● **Provided text**:
____________

Several classification models were tested to predict the target variable. The main metrics used to compare models were Accuracy, AUC (Area Under the ROC Curve), Recall, Precision, F1-Score, Kappa, and MCC (Matthews Correlation Coefficient).

- **Accuracy:** Measures the overall percentage of correct predictions but can be misleading if the data is imbalanced.
- **AUC:** Reflects the model’s ability to distinguish between classes; values closer to 1 are better.
- **Recall:** Indicates how well the model detects positive cases.
- **Precision:** Measures how many predicted positives are actually correct.
- **F1-Score:** Balances Precision and Recall into a single metric.
- **Kappa and MCC:** Assess the model's performance accounting for chance agreement and class imbalance.

____________

● **Problems to solve**:
a: Answer these from the classification-metrics text:
(i) What does AUC stand for?
(ii) Under what condition can Accuracy be misleading?
(iii) Which metric combines Precision and Recall into a single value?
b: Continue the classification-metrics text from its final sentence.
The rows after this point are separate material, unconnected to the classification-metrics text.

● **Supplied information**:
____________

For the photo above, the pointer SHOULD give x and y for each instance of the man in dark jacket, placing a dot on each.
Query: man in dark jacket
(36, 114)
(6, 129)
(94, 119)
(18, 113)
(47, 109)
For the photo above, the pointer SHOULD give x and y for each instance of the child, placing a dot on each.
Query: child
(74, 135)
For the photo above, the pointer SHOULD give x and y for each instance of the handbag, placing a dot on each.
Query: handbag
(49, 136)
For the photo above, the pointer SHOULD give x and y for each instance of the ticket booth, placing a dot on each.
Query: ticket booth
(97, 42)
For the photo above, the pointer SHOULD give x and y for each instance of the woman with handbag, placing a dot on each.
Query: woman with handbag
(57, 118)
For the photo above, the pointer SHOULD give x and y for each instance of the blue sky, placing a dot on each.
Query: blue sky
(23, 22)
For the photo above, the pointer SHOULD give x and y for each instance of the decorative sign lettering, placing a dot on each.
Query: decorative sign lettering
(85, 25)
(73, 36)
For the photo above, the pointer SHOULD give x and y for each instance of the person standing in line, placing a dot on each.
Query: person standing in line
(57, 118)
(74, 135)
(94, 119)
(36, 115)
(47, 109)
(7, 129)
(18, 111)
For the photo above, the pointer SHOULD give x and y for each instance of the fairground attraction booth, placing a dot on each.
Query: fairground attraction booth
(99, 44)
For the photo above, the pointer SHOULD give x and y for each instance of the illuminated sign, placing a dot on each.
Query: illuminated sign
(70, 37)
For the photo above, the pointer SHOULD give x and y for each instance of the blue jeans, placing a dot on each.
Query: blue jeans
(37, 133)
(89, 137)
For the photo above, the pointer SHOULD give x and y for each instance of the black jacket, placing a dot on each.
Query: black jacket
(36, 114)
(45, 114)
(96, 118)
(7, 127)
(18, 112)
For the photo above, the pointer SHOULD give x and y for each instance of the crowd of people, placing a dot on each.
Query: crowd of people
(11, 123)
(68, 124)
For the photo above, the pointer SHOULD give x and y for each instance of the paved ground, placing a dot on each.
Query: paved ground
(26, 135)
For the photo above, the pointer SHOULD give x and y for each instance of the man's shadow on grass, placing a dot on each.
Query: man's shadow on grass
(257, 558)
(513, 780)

____________

● **Answers given**:
a:
(i) Area Under the ROC Curve
(ii) When the data is imbalanced
(iii) F1-Score

b:
The best performing model for this dataset was **CatBoost Classifier**, showing the highest balance between Recall, Precision, and overall discrimination (AUC). Random Forest and Extra Trees classifiers also performed well.

Models with high accuracy but low recall or precision (like the Dummy classifier) are not reliable because they tend to predict only the majority class.


In [0]:
catboost_model = create_model('catboost')

catboost_model = finalize_model(catboost_model)

print(catboost_model)

In [0]:
evaluate_model(catboost_model)

In [0]:
plot_model(catboost_model, plot = 'auc')

In [0]:
plot_model(catboost_model, plot = 'pr')

In [0]:
plot_model(catboost_model, plot='feature')

In [0]:
plot_model(catboost_model, plot = 'confusion_matrix')